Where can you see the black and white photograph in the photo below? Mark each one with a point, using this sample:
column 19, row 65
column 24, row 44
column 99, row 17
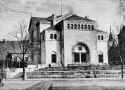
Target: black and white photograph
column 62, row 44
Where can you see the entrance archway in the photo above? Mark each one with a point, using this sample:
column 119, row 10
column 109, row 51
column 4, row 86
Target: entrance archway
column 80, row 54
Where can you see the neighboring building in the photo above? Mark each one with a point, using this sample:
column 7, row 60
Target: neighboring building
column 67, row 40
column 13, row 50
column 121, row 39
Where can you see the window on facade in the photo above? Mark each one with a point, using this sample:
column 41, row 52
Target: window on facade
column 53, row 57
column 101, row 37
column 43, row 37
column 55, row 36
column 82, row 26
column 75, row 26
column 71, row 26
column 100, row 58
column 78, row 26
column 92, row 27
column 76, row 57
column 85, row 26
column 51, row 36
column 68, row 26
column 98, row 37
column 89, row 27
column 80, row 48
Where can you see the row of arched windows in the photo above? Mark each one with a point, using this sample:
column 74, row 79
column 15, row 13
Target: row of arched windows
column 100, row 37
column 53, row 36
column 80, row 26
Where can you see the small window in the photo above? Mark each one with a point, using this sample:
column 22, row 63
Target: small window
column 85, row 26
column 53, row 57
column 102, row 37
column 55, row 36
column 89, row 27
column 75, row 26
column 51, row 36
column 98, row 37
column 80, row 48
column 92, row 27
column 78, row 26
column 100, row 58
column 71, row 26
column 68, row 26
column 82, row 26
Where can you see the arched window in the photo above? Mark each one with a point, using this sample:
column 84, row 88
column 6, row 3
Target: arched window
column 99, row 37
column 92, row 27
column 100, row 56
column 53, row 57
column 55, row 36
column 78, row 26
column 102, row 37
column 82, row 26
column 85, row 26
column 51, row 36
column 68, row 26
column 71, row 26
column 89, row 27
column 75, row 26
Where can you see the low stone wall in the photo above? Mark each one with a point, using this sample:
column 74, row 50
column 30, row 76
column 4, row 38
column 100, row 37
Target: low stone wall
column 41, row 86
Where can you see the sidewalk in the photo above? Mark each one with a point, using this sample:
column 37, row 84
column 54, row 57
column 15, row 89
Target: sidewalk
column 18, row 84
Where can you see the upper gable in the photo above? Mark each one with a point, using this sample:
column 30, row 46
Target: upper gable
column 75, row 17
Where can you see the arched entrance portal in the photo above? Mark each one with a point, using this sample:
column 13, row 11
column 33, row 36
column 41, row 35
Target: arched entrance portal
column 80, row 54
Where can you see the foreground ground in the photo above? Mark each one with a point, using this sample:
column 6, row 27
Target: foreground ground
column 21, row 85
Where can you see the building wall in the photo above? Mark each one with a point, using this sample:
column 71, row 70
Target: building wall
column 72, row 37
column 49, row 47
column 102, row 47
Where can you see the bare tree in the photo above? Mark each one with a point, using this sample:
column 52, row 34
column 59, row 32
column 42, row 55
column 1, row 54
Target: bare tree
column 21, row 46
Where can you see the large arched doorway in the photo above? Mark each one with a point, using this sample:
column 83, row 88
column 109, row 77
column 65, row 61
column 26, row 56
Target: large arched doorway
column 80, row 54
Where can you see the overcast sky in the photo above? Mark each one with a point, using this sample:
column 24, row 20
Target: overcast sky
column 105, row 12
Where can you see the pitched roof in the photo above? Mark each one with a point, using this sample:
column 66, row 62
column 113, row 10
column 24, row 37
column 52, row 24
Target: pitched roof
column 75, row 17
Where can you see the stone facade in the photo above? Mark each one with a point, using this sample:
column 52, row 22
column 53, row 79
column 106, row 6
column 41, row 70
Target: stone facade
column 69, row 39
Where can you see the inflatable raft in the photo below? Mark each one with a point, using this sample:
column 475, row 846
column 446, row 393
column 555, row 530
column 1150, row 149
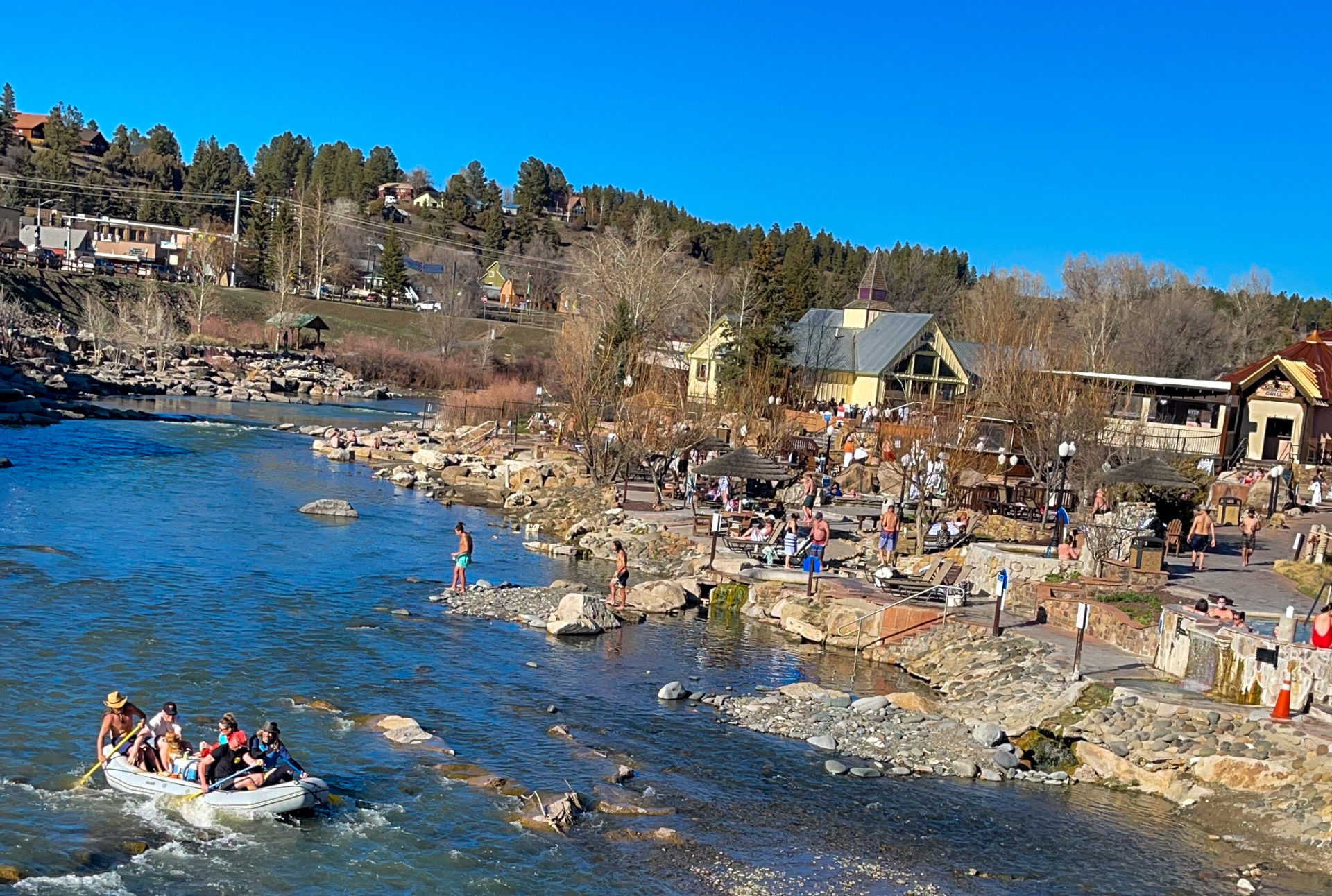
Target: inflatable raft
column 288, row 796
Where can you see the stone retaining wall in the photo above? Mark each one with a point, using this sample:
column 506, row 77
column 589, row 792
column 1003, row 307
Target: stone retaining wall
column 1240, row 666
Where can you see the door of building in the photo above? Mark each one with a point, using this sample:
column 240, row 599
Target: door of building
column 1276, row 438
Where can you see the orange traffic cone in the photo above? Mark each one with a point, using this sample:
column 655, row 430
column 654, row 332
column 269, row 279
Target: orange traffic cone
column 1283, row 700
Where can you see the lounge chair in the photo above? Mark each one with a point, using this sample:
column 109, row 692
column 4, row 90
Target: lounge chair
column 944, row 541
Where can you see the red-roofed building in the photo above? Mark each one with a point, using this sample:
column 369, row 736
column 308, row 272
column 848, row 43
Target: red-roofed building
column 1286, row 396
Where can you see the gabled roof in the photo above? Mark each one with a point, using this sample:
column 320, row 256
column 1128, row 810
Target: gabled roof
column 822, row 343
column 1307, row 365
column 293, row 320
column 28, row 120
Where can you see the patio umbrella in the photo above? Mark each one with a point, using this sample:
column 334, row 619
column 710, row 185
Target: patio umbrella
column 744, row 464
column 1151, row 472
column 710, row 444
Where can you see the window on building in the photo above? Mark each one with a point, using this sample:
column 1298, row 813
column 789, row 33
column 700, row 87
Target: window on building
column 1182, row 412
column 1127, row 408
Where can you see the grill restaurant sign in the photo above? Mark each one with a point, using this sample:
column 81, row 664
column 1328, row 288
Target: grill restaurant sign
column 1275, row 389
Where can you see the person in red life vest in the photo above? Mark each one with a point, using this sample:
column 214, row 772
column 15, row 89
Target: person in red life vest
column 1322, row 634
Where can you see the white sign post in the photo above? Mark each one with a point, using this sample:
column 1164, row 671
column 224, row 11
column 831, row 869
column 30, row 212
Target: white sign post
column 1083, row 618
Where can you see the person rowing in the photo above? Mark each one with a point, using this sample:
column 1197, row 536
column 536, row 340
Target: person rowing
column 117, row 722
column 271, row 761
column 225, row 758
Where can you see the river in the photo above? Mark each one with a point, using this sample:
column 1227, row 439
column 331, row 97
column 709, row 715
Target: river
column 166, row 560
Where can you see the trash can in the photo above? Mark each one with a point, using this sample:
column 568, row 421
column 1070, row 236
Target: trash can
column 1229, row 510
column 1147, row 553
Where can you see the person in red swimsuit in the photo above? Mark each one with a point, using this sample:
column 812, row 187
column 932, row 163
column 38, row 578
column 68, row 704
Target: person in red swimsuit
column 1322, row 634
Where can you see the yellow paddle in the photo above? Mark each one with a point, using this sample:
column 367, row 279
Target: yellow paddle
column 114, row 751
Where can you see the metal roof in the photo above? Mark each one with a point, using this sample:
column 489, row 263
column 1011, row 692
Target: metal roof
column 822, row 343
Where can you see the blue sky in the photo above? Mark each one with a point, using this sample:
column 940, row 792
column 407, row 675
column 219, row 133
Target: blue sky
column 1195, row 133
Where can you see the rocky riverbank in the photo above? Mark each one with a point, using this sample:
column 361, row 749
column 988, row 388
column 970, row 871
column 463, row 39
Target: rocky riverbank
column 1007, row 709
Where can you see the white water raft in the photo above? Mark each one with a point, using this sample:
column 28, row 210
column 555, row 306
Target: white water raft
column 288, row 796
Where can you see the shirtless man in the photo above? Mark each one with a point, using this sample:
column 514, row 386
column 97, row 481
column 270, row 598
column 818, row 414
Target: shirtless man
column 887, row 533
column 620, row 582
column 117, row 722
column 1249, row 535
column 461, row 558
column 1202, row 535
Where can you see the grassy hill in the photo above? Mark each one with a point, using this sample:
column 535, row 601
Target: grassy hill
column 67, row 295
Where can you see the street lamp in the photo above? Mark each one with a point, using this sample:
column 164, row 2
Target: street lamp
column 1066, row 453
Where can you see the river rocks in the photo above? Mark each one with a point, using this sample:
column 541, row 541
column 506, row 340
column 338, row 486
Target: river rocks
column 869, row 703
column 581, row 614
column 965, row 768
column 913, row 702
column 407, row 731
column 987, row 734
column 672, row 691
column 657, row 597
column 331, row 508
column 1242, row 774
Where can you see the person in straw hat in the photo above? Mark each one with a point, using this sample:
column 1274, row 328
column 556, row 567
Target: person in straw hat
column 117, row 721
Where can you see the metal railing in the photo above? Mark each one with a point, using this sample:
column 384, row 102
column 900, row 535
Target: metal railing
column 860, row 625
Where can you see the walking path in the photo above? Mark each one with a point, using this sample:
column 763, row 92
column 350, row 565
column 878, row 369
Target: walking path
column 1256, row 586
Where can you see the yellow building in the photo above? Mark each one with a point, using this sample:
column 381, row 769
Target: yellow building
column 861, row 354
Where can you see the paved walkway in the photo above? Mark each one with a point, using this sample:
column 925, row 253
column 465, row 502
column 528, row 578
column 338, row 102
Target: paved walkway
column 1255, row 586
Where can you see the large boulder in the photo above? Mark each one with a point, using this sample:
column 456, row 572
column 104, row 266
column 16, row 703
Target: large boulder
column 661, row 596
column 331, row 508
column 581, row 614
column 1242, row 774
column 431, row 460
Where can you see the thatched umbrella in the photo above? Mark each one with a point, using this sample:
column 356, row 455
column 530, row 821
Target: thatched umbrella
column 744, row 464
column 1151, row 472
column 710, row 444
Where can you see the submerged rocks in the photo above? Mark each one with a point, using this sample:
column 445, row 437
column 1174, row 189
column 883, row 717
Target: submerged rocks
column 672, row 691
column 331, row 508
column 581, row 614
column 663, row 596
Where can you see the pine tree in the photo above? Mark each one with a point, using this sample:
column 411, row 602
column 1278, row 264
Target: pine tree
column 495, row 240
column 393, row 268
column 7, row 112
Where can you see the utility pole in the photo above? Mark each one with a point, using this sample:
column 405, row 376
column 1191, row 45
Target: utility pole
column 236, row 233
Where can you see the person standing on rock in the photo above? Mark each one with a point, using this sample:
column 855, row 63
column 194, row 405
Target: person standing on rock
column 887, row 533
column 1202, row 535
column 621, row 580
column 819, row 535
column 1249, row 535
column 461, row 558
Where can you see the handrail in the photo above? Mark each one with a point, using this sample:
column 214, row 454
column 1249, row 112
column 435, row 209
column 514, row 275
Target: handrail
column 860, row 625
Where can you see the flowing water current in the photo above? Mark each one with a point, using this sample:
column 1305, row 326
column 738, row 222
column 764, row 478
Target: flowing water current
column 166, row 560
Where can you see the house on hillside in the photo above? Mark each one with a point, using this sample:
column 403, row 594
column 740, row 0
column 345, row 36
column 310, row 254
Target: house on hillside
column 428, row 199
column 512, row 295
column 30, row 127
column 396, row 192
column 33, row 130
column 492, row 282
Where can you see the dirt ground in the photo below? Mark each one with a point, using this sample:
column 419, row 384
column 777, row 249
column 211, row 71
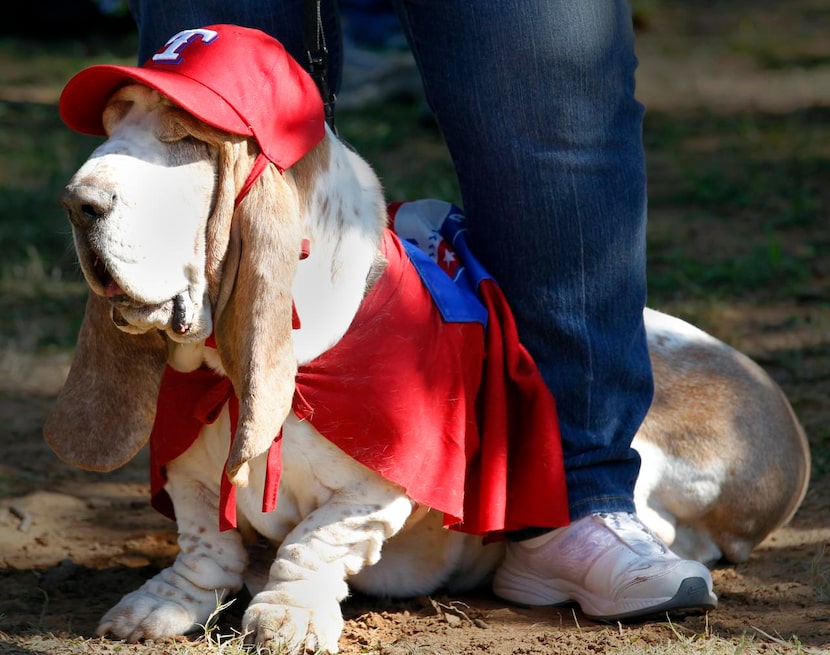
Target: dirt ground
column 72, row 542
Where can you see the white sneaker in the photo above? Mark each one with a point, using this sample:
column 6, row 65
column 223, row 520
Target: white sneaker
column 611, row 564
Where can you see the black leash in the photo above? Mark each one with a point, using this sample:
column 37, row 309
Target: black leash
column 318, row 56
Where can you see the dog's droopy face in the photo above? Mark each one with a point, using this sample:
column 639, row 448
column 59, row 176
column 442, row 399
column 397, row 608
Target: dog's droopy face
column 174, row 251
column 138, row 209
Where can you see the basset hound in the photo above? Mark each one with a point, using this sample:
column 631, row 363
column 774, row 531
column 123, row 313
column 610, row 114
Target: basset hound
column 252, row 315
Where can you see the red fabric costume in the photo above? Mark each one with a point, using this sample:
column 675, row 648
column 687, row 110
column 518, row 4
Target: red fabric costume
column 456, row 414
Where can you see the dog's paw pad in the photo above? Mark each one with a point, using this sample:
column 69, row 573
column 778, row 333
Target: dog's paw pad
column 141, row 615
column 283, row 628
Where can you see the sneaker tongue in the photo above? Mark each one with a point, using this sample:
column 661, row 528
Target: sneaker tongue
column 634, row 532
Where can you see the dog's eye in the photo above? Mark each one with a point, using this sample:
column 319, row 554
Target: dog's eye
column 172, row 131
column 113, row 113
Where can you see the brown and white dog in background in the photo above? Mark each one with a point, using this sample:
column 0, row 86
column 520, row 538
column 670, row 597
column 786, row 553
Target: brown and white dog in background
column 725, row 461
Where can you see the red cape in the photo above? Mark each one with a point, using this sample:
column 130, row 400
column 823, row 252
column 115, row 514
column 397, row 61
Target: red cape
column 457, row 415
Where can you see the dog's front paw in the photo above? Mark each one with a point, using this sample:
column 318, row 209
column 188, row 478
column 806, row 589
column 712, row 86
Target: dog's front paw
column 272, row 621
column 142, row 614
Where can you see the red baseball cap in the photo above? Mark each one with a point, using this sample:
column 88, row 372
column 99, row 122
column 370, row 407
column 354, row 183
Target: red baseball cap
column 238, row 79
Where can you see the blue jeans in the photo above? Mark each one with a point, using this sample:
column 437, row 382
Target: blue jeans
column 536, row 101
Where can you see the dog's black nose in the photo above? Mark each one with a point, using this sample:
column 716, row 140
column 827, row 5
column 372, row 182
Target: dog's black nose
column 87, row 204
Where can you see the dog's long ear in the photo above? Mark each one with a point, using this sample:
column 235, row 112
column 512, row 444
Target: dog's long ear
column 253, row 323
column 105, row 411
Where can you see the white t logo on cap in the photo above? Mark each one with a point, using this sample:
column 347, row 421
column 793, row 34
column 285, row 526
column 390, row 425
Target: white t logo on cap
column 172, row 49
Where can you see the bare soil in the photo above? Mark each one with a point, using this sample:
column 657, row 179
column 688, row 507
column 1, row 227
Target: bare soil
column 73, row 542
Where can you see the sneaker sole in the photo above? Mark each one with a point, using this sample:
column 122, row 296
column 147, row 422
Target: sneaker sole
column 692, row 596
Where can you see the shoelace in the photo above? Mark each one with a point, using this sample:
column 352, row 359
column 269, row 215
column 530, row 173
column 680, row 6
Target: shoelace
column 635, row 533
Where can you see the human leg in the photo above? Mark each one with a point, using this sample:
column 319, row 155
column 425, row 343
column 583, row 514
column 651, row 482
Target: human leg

•••

Description of the task - Can you rewrite the data from the line that has "Where can you see the blue jeans" through the line that has "column 536, row 101", with "blue jeans" replaced by "denim shorts" and nothing else altered?

Output for this exercise -
Where can you see the denim shorts in the photo above? Mark each one with a point, using this sample:
column 437, row 382
Target: denim shorts
column 536, row 101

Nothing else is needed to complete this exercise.